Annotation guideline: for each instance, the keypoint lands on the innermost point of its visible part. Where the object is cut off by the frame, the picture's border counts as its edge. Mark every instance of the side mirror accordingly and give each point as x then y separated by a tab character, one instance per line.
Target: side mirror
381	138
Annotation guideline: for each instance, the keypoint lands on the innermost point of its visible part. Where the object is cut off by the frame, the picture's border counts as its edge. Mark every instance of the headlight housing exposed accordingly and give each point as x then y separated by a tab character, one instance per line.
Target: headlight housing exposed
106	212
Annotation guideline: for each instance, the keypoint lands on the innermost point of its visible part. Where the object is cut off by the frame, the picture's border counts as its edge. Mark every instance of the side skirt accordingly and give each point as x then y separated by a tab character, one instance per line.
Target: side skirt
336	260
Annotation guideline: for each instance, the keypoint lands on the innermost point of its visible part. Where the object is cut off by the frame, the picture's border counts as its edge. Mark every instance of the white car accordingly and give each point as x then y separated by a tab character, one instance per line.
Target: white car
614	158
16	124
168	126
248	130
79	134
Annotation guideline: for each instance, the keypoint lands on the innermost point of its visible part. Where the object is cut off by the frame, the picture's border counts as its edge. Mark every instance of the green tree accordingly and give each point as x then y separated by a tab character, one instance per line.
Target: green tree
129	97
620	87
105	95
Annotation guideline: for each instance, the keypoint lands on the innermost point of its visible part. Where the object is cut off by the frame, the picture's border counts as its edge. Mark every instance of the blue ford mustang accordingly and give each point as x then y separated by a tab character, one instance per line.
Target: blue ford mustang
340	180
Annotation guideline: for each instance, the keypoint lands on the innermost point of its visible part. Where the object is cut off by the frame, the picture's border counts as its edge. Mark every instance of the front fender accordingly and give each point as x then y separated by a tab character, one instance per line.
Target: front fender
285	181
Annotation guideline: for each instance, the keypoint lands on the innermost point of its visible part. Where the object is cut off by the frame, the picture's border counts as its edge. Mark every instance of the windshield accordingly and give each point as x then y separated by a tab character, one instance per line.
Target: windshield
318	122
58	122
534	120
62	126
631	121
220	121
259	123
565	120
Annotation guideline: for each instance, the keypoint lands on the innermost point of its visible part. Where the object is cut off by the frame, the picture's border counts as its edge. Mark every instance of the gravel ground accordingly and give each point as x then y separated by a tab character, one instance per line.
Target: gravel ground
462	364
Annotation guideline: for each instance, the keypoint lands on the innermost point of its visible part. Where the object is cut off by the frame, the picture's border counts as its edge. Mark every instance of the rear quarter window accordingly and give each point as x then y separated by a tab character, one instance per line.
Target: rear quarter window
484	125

_ _ _

_Assignment_: Only an exact copy is wanted here: the line containing "of the blue" and every later line, up to and including the last line of the listing.

_Result below_:
Annotation guideline: for each instance, the keypoint lands on the innermost point of its visible part. Where the object is cut off by the frame, the picture's border counts as its edge. Mark every instance of the blue ford mustang accordingly and give each point as x then y separated by a tab character, one instance per line.
Target: blue ford mustang
340	180
Annotation guideline: for each instance, the keypoint lands on the innermost point of its visible part. Where the object is cut off by the frame, the picture's border counts as its edge. Mark every instance of the front fender accordingly and give each point as x then y separated by a tab character, one instance per line.
Target: front fender
285	181
Annotation guideline: for each instance, the keypoint lands on the innermost point of its visible part. Where the object is cut off by the frame, the picture's border counts as its edge. Mark every instance of the windshield accordingly and give each point as x then y separated by a tab character, one instance per line.
Target: windshield
318	122
58	122
534	120
62	126
631	121
220	121
259	123
565	120
Annotation guideline: for each instance, the keypoint lands on the innermost point of its visible part. Where the object is cut off by the frame, the picture's border counts as its edge. Mark every instance of the gravel ground accordingly and give each point as x then y separated by a tab character, one instance per line.
Target: gravel ground
462	364
Annotation guideline: for each instance, the keypoint lands on the innermost point of its visible part. Where the object is cut off by the frame, the picture's border counts as its edge. Mark every instance of the rear quarter window accordingly and give each point as x then y separated by a tab character, one instance per line.
Target: rear quarter window
484	125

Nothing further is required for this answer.